__PROBLEM TO SOLVE__
Your output should be the listing itself, repeated exactly.

__AVAILABLE RECORDS__
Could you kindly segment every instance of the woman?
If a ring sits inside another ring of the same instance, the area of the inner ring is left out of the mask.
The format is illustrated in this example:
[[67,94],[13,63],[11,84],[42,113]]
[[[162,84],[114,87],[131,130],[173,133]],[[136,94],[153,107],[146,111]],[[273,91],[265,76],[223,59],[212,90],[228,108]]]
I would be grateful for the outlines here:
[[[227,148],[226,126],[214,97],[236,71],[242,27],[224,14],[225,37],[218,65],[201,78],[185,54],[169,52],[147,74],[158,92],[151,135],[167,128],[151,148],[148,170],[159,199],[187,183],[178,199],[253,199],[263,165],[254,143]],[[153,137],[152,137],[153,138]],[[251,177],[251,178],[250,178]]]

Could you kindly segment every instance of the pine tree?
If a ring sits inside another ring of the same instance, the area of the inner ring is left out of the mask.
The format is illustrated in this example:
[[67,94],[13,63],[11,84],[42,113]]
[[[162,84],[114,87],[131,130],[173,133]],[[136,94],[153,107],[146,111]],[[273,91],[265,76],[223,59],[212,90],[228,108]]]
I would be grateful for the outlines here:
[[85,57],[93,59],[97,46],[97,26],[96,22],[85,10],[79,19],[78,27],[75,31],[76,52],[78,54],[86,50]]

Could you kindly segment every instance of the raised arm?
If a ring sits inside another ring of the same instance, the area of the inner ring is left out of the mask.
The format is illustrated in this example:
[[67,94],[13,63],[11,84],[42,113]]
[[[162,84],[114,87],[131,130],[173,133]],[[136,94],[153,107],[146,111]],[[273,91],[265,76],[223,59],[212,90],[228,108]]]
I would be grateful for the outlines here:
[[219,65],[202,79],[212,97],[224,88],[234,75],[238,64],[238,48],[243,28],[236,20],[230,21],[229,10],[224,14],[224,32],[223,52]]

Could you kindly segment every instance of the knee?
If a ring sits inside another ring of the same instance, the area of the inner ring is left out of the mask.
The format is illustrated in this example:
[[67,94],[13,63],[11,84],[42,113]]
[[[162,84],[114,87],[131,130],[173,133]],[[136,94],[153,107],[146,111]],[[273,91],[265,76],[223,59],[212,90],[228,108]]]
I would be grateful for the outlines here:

__EXERCISE RESPONSE__
Could you kindly segment every instance of the woman?
If a ring sits inside another ring of the same instance, the area of the inner ring is left out of the mask.
The format is illustrated in this example:
[[67,94],[13,63],[11,84],[42,113]]
[[[162,84],[114,87],[131,130],[173,133]],[[136,94],[153,107],[146,111]],[[273,91],[265,76],[223,59],[212,90],[228,108]]]
I would be grateful for the outlines here:
[[[227,148],[226,126],[214,97],[236,71],[242,27],[224,14],[225,37],[218,65],[201,78],[185,54],[169,52],[147,74],[158,92],[151,135],[167,128],[151,148],[148,170],[159,199],[187,183],[178,199],[253,199],[263,165],[254,143]],[[153,137],[152,137],[153,138]],[[251,177],[251,178],[250,178]]]

Could you kindly segment every instance of the pine tree?
If a ring sits inside another ring of the same instance, the area of the inner ring is left out of the mask.
The format is illustrated in this example:
[[67,94],[13,63],[11,84],[42,113]]
[[[162,84],[114,87],[131,130],[173,133]],[[136,94],[153,107],[146,111]],[[273,91],[265,76],[223,59],[212,90],[228,108]]]
I would be grateful for the outlines here:
[[85,57],[93,59],[97,46],[97,26],[96,22],[85,10],[79,19],[78,27],[75,31],[76,52],[78,54],[86,50]]

Could you kindly segment every instance of the raised arm?
If a ring sits inside another ring of the same instance, the area of the inner ring is left out of the mask.
The format is illustrated in this example:
[[67,94],[13,63],[11,84],[42,113]]
[[[162,84],[114,87],[131,130],[173,133]],[[136,94],[153,107],[146,111]],[[273,91],[265,76],[223,59],[212,90],[228,108]]]
I would be grateful for the outlines here:
[[219,65],[202,79],[212,97],[224,88],[234,75],[238,64],[238,48],[243,28],[236,20],[230,21],[229,10],[224,14],[224,32],[223,52]]

Could you kindly segment every instance of the knee?
If a ring sits inside another ring of the same instance, the area of the inner ring is left out of the mask.
The format is illustrated in this example:
[[67,94],[13,63],[11,84],[42,113]]
[[[162,84],[114,87],[131,130],[173,133]],[[136,94],[153,107],[146,111]],[[273,91],[265,76],[223,59],[212,90],[228,108]]]
I would be grateful for the outlines here:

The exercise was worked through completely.